### Work instructions
Please reproduce every one of the rows below word for word.

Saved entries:
══════════

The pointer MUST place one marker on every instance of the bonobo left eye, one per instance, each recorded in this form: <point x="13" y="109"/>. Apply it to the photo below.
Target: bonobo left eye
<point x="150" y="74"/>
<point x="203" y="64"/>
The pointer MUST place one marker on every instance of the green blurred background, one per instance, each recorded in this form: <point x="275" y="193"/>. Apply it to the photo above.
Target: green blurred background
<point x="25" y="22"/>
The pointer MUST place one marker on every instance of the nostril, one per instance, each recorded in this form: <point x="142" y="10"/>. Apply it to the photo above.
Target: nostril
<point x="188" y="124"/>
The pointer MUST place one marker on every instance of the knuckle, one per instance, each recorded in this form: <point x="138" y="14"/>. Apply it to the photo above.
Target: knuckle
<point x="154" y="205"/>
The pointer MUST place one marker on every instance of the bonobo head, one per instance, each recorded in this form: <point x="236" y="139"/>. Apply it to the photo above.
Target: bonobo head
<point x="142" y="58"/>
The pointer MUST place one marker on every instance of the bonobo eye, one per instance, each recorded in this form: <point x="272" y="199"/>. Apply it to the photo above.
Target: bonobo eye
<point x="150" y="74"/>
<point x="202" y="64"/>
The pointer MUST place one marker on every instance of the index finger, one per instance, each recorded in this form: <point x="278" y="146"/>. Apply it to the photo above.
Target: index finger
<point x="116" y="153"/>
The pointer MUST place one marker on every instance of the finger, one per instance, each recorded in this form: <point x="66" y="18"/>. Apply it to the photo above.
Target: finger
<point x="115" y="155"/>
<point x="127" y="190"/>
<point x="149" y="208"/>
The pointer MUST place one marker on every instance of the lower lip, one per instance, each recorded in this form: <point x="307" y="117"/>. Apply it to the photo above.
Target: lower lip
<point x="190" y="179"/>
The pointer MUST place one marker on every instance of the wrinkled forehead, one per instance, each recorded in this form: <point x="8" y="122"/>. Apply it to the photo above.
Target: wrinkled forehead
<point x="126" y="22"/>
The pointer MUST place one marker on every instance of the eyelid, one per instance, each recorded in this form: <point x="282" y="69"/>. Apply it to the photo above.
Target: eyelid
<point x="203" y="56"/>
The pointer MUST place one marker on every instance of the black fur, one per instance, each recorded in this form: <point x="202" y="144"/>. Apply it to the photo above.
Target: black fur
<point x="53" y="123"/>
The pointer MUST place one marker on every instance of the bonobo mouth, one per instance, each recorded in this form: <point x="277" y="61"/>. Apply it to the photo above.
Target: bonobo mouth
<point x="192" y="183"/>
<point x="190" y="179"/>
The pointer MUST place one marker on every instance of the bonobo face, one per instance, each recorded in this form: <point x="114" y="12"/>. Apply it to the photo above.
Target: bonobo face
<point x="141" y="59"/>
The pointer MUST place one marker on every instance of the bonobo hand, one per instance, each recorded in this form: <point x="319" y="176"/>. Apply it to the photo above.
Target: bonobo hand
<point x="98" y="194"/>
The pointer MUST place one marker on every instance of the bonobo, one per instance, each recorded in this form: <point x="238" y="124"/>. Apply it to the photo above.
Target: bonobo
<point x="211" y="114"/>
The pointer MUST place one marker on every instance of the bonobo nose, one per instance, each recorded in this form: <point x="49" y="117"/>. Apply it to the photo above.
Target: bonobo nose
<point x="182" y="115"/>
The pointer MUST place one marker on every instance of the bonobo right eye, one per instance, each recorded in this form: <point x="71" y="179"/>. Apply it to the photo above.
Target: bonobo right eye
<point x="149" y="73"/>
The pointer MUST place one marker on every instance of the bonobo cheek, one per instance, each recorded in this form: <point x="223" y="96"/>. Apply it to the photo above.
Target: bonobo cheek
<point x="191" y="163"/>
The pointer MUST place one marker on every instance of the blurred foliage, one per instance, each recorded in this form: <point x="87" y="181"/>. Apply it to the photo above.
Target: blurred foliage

══════════

### Answer for this exercise
The pointer MUST place one marker on every instance of the bonobo left eye, one per instance, each recorded in this form: <point x="13" y="109"/>. Apply it to the photo below.
Target: bonobo left eye
<point x="150" y="74"/>
<point x="203" y="64"/>
The pointer MUST place one marker on every instance of the green blurred background, one per instance, each recorded in this form: <point x="275" y="193"/>. Apply it to the photo above.
Target: green blurred background
<point x="25" y="22"/>
The pointer MUST place one marker on every instance of the nostril, one per instance, each recorded in this form: <point x="142" y="10"/>. Apply it to the photo above.
Target: nostril
<point x="188" y="124"/>
The pointer MUST place one marker on every instance of the knuckle, one per instance, each recorded in this form: <point x="138" y="14"/>. Apply it to the photo above.
Target: knuckle
<point x="154" y="205"/>
The pointer MUST place one marker on every instance of the bonobo head, one per instance, each recorded in this form: <point x="236" y="139"/>. Apply it to the photo above.
Target: bonobo head
<point x="142" y="58"/>
The pointer MUST place one marker on every instance of the bonobo eye, one per instance, each recorded in this form: <point x="272" y="199"/>. Apply it to the photo above.
Target: bonobo eye
<point x="150" y="74"/>
<point x="202" y="64"/>
The pointer MUST place one marker on every instance of the index finger, one per instance, each recorded in this form: <point x="278" y="146"/>. Apply it to the photo above.
Target: index finger
<point x="116" y="153"/>
The pointer MUST place one marker on every instance of the finger, one per instance, each recorded in this form: <point x="66" y="18"/>. Apply it to the photo above.
Target: finger
<point x="115" y="155"/>
<point x="127" y="190"/>
<point x="149" y="208"/>
The pointer MUST place one marker on every instance of the lower lip, one per instance, each recorded in this form: <point x="307" y="117"/>. Apply it to the photo above.
Target: lower lip
<point x="190" y="179"/>
The pointer MUST place one marker on every instance of the wrinkled forehead, one per instance, each recorded in this form: <point x="8" y="122"/>. Apply it to the photo above.
Target: wrinkled forehead
<point x="126" y="22"/>
The pointer MUST place one marker on every instance of the eyelid, one per instance, each recorded in this form: <point x="282" y="69"/>. Apply it to the photo above.
Target: eyelid
<point x="203" y="56"/>
The pointer MUST place one marker on every instance of the black fur, one per instance, each recorded in this form: <point x="202" y="144"/>. Apply it to the photo above.
Target: black fur
<point x="53" y="123"/>
The pointer MUST place one marker on every instance of the bonobo mouth, one per instance, each recorded in this form: <point x="277" y="61"/>. Apply it to the photo above.
Target: bonobo mouth
<point x="192" y="183"/>
<point x="190" y="179"/>
The pointer MUST place one marker on every instance of the bonobo face, one per instance, each recorded in this form: <point x="114" y="12"/>. Apply it to the photo above.
Target: bonobo face
<point x="141" y="59"/>
The pointer MUST place one marker on every instance of the bonobo hand, one per instance, each recorded in this form: <point x="319" y="176"/>. Apply it to the photo above.
Target: bonobo hand
<point x="98" y="194"/>
The pointer MUST place one marker on every instance of the bonobo, one per instance, each recorded in this form: <point x="238" y="124"/>. Apply it to the photo above.
Target: bonobo
<point x="211" y="114"/>
The pointer MUST place one marker on every instance of the bonobo nose, one per instance, each recorded in this form: <point x="49" y="117"/>. Apply it to the photo above.
Target: bonobo nose
<point x="182" y="115"/>
The pointer MUST place one marker on every instance of the bonobo right eye, one per instance, each recorded in this form: <point x="71" y="179"/>. Apply it to the photo above.
Target: bonobo right eye
<point x="149" y="73"/>
The pointer MUST place one marker on every instance of the bonobo cheek, one per instance, each recorded in this form: <point x="223" y="96"/>. Apply it to the photo above.
Target: bonobo cheek
<point x="191" y="163"/>
The pointer MUST place one marker on every instance of the blurred foliage, one per instance, each recorded in this form: <point x="87" y="181"/>. Apply it to the photo above.
Target: blurred foliage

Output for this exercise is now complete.